- [Tarefas]
(a) Responda com base no texto sobre a carteira de trabalho:
(i) Quanto a Teleperformance CRM S.A. foi condenada a pagar, e por quê?
(ii) Segundo a Pnad 2011, quanto cresceu em dois anos o número de trabalhadores com carteira assinada no setor privado?
(iii) Como o texto define a chamada "pejotização"?
(b) Continue o texto sobre a carteira de trabalho a partir da sua última frase.

- [Texto extraído]
O extravio ou inutilização da Carteira de Trabalho por culpa da empresa
também está sujeita à sanções. Além de multa prevista legalmente, a
empresa pode responder judicialmente por pelos danos causados ao
trabalhador. A empresa Teleperformance CRM S.A., do Paraná, por
exemplo, foi condenada a pagar R$ 7 mil por assédio moral, após ter perdido a carteira de trabalho de uma empregada
e tê-la afastado do serviço, sem pagar a remuneração. A empresa alegou
que a funcionária não poderia trabalhar sem que sua CTPS estivesse
regularizada, e por isso deveria aguardar até a emissão da segunda via
da carteira.
Vínculo mascarado
O número de trabalhadores com carteira assinada no setor privado
cresceu 11,8% em dois anos, segundo dados da pesquisa Nacional por
Amostra de Domicílios 2011 (Pnad), divulgados pelo Instituto Brasileiro
de Geografia e Estatística (IBGE) em setembro de 2012. Ainda assim, há
muitos trabalhadores que têm direito ao registro e não são contemplados.
Demandas de trabalhadores que alegam que as empresas camuflaram o
vínculo empregatício são comuns no TST. Um exemplo muito utilizado pelos
empregadores é a chamada "pejotização", que ocorre quando as empresas
exigem que os trabalhadores constituam pessoas jurídicas para a
prestação dos serviços.

Trechos de um conjunto de dados de anotação de localização:
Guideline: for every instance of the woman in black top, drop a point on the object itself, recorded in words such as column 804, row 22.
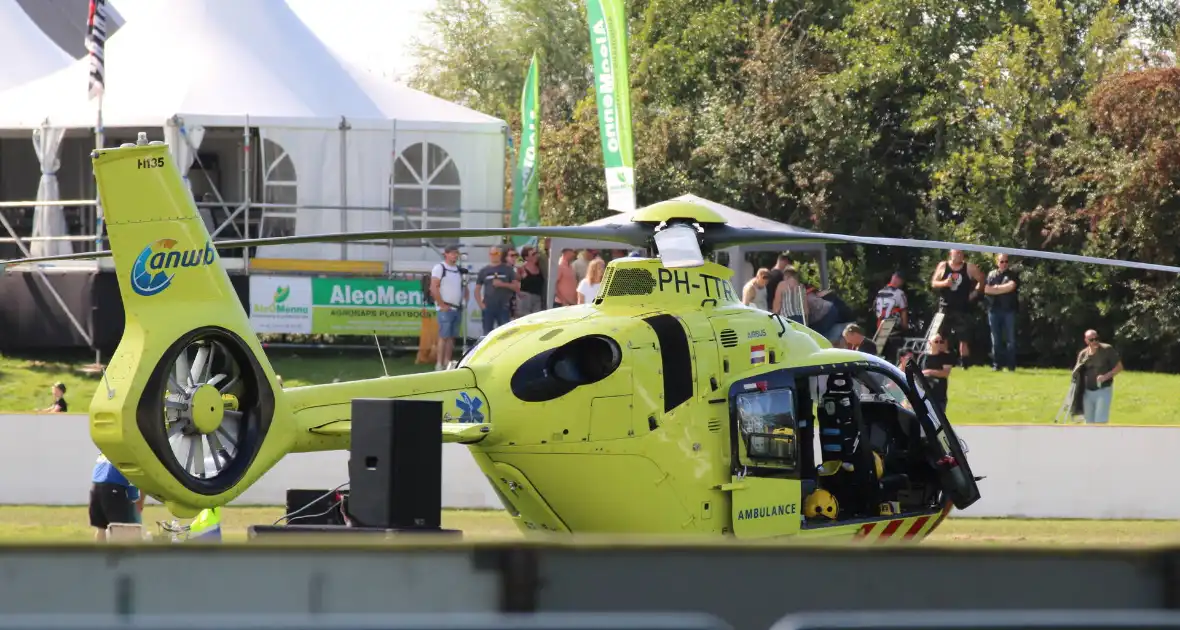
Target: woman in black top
column 531, row 297
column 936, row 367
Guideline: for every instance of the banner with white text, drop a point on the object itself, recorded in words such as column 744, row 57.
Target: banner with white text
column 613, row 85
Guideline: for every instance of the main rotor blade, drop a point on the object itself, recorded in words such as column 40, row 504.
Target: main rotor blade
column 726, row 236
column 631, row 234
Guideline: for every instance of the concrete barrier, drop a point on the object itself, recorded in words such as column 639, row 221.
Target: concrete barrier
column 749, row 588
column 1069, row 471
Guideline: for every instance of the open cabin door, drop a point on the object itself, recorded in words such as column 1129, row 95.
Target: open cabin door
column 765, row 492
column 949, row 451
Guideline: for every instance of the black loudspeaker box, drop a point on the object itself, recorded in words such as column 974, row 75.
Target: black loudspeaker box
column 395, row 464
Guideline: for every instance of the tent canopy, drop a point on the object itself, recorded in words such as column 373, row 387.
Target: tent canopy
column 27, row 52
column 214, row 63
column 733, row 216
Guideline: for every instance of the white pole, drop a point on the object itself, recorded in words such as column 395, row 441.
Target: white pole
column 98, row 203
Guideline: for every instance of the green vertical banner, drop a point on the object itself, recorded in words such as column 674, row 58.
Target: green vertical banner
column 613, row 84
column 525, row 181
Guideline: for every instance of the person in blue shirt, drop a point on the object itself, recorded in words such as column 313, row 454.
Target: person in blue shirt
column 112, row 498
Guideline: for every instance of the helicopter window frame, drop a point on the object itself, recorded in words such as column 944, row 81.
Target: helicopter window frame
column 787, row 461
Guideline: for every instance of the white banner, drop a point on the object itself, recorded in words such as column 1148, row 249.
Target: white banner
column 281, row 304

- [Resultados do exercício]
(a)
(i) R$ 7 mil, por assédio moral.
(ii) 11,8%.
(iii) Ocorre quando as empresas exigem que os trabalhadores constituam pessoas jurídicas para a prestação dos serviços.

(b)
Para
reconhecer o vínculo e comprovar o mascaramento, juízes, desembargadores
e ministros analisam provas que buscam evidenciar a existência de
fatores fundamentais para a caracterização da relação de emprego como a
pessoalidade, onerosidade, não-eventualidade e subordinação. Testemunhas
e comprovantes de pagamentos, como depósitos bancários, ajudam a
comprovar a relação empregatícia.
Foi assim que a Justiça do Trabalho reconheceu o vínculo de emprego entre um jornalista contratado por meio de pessoa jurídica
para prestar serviços à Televisão Guaíba Ltda. No caso analisado, o
contrato previa produção e apresentação de um programa de TV, durante o
qual, por mais de dez anos, o jornalista teve remuneração média de R$ 17
mil mensais, aferida por prova documental - cópias de Declaração de
Imposto de Renda Retido na Fonte e cheques. Os outros requisitos para
caracterização do vínculo também foram verificados, mas a maior
dificuldade, segundo o Tribunal Regional do Trabalho da 4ª Região (RS),
que analisou o caso, estava na questão da existência ou não da
subordinação. Porém, após a constatação, por meio de depoimentos orais,
que havia interferência da emissora no programa, com vetos a convidados e
proibição de abordagem de determinados assuntos, a subordinação ficou
definida.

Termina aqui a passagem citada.